* What you have to do *
Gather, from the data below, each line in which the word "backdrop" occurs.

.....

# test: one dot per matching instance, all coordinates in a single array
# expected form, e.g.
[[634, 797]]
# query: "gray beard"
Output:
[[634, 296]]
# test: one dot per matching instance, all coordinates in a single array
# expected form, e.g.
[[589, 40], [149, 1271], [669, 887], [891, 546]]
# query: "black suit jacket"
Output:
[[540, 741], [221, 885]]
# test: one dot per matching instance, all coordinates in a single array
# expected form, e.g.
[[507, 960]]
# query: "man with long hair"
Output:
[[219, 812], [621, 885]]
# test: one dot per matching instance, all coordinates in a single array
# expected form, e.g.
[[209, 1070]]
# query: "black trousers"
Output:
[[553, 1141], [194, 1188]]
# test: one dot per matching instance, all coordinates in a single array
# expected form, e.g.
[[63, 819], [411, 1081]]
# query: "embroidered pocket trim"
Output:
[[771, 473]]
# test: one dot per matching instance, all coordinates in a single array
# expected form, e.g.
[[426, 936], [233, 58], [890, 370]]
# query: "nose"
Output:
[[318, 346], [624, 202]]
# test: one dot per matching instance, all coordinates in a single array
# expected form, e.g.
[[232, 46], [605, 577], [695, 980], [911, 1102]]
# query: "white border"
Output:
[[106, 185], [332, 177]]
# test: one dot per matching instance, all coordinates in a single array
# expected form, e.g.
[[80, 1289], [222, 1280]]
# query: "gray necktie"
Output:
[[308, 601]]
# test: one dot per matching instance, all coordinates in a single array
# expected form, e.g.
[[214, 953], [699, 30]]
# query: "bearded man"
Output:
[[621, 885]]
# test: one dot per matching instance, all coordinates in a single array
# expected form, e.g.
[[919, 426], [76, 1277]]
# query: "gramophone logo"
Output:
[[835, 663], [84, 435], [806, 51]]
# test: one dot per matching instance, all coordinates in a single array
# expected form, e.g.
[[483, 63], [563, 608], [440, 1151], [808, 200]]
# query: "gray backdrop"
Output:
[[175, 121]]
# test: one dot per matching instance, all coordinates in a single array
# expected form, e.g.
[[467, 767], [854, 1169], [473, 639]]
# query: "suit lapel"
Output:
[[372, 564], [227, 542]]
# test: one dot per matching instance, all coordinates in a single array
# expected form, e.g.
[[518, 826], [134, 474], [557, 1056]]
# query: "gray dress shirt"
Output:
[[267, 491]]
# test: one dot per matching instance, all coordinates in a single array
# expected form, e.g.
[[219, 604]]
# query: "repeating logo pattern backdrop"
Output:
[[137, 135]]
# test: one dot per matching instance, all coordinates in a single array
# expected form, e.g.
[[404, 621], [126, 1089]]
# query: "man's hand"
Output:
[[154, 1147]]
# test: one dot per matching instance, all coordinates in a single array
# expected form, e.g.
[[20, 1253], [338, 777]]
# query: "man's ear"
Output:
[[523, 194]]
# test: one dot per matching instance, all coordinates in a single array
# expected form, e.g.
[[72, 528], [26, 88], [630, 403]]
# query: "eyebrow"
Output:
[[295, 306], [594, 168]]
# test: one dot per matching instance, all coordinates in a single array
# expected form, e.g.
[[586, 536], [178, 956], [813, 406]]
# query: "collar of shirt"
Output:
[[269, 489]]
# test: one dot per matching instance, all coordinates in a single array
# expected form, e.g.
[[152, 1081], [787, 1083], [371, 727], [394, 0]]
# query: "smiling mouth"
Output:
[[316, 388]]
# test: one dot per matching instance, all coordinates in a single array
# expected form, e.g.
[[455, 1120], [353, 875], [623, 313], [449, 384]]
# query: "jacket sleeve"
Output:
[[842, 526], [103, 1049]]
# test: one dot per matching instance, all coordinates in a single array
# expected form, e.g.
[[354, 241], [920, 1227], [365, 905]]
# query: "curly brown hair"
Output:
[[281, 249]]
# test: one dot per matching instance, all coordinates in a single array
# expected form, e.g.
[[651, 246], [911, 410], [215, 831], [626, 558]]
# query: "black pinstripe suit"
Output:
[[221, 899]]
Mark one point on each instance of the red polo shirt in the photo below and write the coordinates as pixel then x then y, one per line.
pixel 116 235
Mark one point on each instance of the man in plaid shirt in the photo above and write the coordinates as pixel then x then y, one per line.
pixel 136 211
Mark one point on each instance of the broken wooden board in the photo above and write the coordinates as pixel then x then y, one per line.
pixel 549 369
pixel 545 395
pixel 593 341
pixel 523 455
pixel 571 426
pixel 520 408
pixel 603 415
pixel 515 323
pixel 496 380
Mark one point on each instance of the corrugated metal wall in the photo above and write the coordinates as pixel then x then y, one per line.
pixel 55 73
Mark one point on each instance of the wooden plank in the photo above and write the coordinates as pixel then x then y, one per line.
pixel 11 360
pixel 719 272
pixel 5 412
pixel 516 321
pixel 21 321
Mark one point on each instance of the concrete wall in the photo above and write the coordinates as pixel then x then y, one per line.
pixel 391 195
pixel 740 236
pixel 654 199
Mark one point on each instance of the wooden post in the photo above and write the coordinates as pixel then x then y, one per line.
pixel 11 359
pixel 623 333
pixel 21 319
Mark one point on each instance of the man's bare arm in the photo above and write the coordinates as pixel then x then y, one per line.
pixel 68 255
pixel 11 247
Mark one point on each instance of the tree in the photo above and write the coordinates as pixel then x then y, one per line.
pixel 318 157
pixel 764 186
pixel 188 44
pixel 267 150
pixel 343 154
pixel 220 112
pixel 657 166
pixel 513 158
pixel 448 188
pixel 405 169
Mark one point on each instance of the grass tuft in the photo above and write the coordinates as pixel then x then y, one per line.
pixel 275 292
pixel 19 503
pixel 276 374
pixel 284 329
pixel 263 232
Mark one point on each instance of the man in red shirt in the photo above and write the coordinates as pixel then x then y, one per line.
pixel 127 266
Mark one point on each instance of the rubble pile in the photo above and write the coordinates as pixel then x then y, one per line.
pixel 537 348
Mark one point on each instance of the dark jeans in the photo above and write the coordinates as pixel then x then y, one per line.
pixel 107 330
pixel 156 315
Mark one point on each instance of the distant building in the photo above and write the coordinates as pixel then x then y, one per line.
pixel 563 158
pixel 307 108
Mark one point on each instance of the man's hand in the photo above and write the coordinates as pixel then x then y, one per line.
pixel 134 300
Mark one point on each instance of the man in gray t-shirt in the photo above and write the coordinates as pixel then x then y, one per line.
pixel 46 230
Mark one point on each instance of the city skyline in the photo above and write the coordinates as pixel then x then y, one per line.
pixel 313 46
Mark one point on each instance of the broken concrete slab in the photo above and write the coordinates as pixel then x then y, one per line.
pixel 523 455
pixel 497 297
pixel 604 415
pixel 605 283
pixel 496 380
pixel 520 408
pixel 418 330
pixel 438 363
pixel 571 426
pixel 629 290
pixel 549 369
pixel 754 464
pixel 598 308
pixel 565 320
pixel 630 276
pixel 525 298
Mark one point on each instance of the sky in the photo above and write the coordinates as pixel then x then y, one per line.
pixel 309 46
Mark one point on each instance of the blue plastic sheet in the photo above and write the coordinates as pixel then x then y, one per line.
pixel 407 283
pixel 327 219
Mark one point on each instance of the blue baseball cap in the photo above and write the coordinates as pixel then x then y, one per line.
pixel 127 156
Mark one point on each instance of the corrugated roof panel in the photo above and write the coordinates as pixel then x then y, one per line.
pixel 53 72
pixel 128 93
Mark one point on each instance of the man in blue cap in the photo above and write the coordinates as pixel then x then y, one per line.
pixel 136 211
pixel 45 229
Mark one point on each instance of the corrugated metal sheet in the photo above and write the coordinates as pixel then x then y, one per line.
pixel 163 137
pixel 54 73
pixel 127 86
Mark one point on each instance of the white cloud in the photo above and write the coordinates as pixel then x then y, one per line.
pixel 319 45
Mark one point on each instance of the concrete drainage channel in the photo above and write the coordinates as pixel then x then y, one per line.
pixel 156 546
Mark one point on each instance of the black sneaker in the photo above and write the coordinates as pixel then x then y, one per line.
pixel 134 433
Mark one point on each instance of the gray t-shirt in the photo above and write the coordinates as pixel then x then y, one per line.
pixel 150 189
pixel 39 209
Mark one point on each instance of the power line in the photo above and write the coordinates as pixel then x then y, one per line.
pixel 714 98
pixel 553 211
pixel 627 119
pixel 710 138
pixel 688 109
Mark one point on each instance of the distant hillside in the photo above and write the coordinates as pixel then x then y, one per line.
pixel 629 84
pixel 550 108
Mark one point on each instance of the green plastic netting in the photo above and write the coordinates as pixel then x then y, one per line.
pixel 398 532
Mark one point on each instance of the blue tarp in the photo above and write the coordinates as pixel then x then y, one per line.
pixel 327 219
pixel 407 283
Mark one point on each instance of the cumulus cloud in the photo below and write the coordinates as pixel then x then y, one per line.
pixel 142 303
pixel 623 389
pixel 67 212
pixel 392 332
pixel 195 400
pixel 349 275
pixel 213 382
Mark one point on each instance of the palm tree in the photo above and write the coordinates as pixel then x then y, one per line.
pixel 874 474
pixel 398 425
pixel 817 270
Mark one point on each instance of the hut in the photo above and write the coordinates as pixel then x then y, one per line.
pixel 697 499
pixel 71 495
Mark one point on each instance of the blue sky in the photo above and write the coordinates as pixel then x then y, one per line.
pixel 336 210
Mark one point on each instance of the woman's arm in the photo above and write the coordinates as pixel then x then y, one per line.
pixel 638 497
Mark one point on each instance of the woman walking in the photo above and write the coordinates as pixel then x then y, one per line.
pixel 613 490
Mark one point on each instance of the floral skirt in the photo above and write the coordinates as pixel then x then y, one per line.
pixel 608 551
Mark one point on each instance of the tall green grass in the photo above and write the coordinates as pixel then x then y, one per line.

.....

* Answer space *
# query: "gray backdrop"
# query: "repeating logo pattern backdrop"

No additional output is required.